## Seite
'''
Begrünung von Dächern und Fassaden

Auch Begrünungen an Dächern und Fassaden sollten vermehrt angebracht werden. „Wenn man auf der grünen Wiese ein Haus baut, dann ist diese Fläche fortan eine Vollversiegelung“, sagt sie. Begrünt man anschließend das Dach, würde dies zumindest teilweise den Verlust der Pflanzen kompensieren, die etwa CO2 aufnehmen, Feuchtigkeit speichern und für Kühlung sorgen. „Allerdings sollte man hier einen guten Aufbau verwenden, der ausreichend Regenwasser für die Pflanzen speichern kann“, meint sie: „Es macht wenig Sinn, überall Grünbewachsungen zu machen, die man extra bewässern muss.“

 

Während die Förderung bei kommerziellen Bau- und Renovierungsarbeiten laut den Experten noch zu wenig auf Nachhaltigkeit und Klimaschutz ausgelegt ist, stehen bei der Forschungsförderung zahlreiche Möglichkeiten offen. So gab es bei der Österreichischen Forschungsförderungsgesellschaft FFG schon von 1999 bis 2012 das Programm Haus der Zukunft und aktuell Fördermöglichkeiten zur Stadt der Zukunft. Die Wirtschaftsagentur des Landes Niederösterreich (ecoplus) lanciert ein Forschungsprojekt, wie man den zunehmenden Kühlbedarf „mit passiven, technisch robusten und energieeffizienten Maßnahmen“ decken kann.
'''
## Zu erledigende Aufgaben
1 > Wähle jede Zeile aus, in der die Zeichenfolge „white“ vorkommt, und gib sie unverändert wieder. Dabei zählt die Groß- und Kleinschreibung.
2 > Setze den Text zur Dach- und Fassadenbegrünung im Anschluss an seinen letzten Satz fort.
Der Text zur Dach- und Fassadenbegrünung und die Zeilen sind voneinander unabhängiges Material.

(Einträge aus einem Datensatz)
'''
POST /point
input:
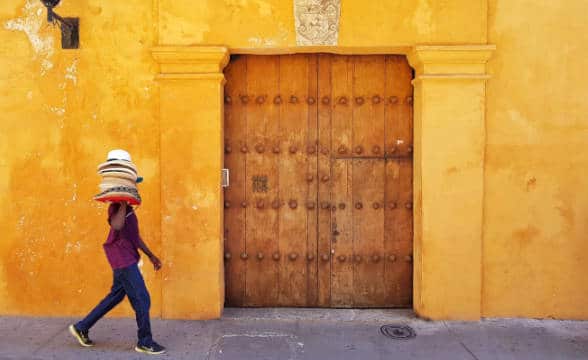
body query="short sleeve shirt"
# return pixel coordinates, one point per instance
(121, 246)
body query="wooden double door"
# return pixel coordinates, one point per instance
(319, 209)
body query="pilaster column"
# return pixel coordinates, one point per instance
(449, 136)
(191, 133)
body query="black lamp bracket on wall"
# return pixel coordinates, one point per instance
(70, 27)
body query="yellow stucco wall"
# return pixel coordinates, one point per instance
(61, 111)
(536, 203)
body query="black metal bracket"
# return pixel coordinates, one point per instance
(70, 29)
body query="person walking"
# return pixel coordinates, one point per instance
(121, 250)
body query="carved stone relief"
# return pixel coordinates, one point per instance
(317, 21)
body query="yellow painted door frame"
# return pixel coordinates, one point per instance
(449, 143)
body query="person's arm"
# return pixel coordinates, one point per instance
(154, 259)
(117, 221)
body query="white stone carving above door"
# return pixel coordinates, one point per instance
(317, 21)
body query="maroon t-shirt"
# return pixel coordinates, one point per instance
(121, 246)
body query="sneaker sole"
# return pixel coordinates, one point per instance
(74, 333)
(138, 349)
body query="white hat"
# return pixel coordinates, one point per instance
(119, 155)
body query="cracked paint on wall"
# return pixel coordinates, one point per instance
(31, 22)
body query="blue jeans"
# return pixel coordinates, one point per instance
(127, 281)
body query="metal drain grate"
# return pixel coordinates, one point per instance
(398, 332)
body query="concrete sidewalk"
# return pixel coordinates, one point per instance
(302, 334)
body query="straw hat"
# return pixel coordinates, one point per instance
(119, 179)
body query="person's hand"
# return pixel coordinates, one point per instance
(156, 262)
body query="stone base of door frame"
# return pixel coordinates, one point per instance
(449, 144)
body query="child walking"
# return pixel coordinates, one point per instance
(121, 250)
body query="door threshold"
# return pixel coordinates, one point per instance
(320, 314)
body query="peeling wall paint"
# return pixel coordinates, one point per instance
(30, 22)
(62, 110)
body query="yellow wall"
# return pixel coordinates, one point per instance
(62, 110)
(536, 203)
(270, 23)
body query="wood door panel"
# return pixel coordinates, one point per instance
(319, 211)
(368, 231)
(295, 72)
(234, 232)
(262, 221)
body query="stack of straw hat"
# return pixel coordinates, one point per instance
(119, 179)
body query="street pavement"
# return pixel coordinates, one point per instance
(302, 334)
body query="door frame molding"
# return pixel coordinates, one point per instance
(449, 150)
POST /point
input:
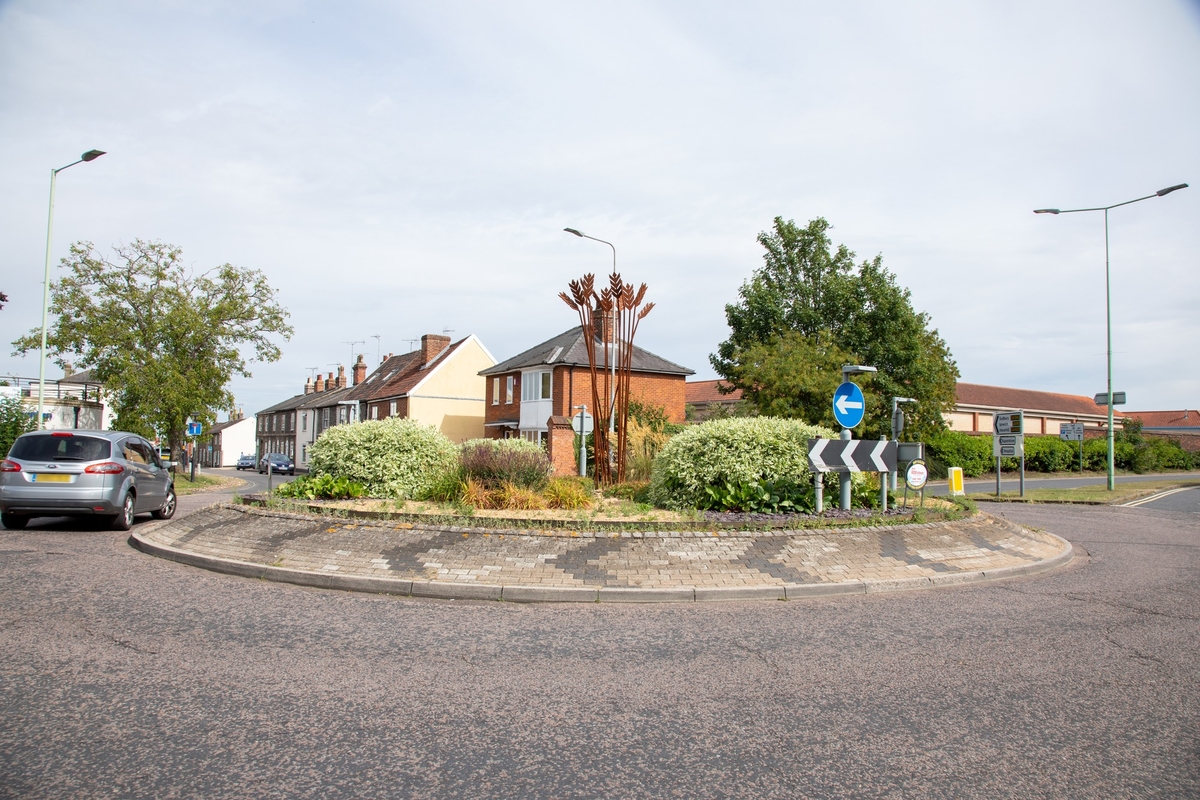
'''
## Antworten je Aufgabe
1 >
body query="white stone carving above door"
body query="white hat"

2 >
Auf das Material kommt es an

Als in vielerlei Hinsicht bedeutender Ansatzpunkt angesichts der aktuellen Herausforderungen gelten die in der Bauwirtschaft eingesetzten Materialien. Beton, Holz und Ziegel sind wohl die bedeutendsten Baustoffe der tragenden Struktur von Bauprojekten.

 

„Beton ist weltweit mit einem Anteil von nahezu 90 Prozent der mit Abstand meist eingesetzte Baustoff“, so Ildiko Merta, Materialwissenschafterin am Institut für Werkstofftechnologie, Bauphysik und Bauökologie der TU Wien. Der Baustoff hat bekanntlich einen schlechten Ruf, wenn es um die Ökobilanz geht. Beton ist laut der Expertin aber an sich ein nachhaltiges Material mit einem niedrigen CO2-Fußabdruck. Wenn man ihn mit anderen Materialien vergleiche, sei er nicht „schmutziger“ als diese. „Die Krux an Beton und Zement ist die enorme Menge, die hergestellt werden muss“, schildert Merta.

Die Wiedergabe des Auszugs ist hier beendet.